▼
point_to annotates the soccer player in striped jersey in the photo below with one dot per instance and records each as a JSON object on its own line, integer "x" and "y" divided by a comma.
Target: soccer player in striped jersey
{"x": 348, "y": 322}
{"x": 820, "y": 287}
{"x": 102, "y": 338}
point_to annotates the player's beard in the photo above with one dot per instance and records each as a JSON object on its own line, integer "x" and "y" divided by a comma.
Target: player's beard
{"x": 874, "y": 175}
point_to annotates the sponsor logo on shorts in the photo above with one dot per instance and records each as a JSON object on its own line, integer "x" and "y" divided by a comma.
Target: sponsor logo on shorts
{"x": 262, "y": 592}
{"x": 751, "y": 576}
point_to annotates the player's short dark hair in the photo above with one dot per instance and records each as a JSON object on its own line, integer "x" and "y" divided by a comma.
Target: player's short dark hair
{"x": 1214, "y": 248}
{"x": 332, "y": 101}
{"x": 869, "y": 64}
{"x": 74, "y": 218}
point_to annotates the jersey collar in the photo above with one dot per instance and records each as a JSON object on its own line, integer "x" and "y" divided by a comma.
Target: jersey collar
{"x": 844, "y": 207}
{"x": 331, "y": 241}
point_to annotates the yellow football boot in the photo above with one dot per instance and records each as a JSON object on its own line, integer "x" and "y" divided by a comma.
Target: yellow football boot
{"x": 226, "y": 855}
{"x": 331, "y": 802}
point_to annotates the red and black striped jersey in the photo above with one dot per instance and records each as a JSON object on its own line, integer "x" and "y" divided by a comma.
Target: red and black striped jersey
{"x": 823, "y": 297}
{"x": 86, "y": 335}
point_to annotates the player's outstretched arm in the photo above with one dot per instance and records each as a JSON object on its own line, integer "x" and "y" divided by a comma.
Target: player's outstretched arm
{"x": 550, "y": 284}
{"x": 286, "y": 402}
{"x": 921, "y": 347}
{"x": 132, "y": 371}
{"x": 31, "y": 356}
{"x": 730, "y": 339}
▲
## WHAT IS ASKED
Output all of the data above again, line for line and unchanged.

## ANSWER IN FULL
point_to annotates the soccer player in striped jersey in the photo below with one dot per instance and records each as a JSON object on its own line, integer "x" and "y" divided by a comma.
Target: soccer player in striped jersey
{"x": 348, "y": 322}
{"x": 820, "y": 287}
{"x": 102, "y": 338}
point_to annotates the player's beard in the photo above with one dot per instance and records each as a JSON object on its own line, integer "x" and "y" divided by a comma.
Target: player's beard
{"x": 874, "y": 175}
point_to annotates the sponsor logo on shorts in the photo above with one dot per instance and records each as a JSON object on its own line, integer "x" and "y" divided by a comma.
Target: sponsor logo on shorts
{"x": 262, "y": 592}
{"x": 751, "y": 576}
point_to annotates the player's short dark hair in the photo above with one dot per instance and records each as a JSON object on its own line, integer "x" and "y" divided by a comma.
Target: player's short dark hair
{"x": 1214, "y": 248}
{"x": 332, "y": 101}
{"x": 869, "y": 64}
{"x": 74, "y": 218}
point_to annotates the jersey collar in the photo above with one dot per instance and records each as a JSON object on its own line, integer "x" and "y" divided by a comma.
Target: jersey collar
{"x": 844, "y": 207}
{"x": 331, "y": 241}
point_to annotates the yellow football boot in the photo above with one dot per instance and records each as a JSON object on its own line, integer "x" and "y" divided by a comma.
Target: yellow football boot
{"x": 226, "y": 855}
{"x": 331, "y": 802}
point_to annotates the red and black striped jersey in the photo above with one dot per instance and records each as a JSON object on its own line, integer "x" and "y" divided by a comma.
Target: red and black striped jersey
{"x": 823, "y": 297}
{"x": 86, "y": 335}
point_to annotates the player's outstretched arm in the photo above with one dot per instance and records each as a JSON object on its own line, integer "x" and "y" divided by a comma.
Target: player's outstretched arm
{"x": 550, "y": 284}
{"x": 286, "y": 402}
{"x": 921, "y": 347}
{"x": 132, "y": 371}
{"x": 31, "y": 356}
{"x": 730, "y": 339}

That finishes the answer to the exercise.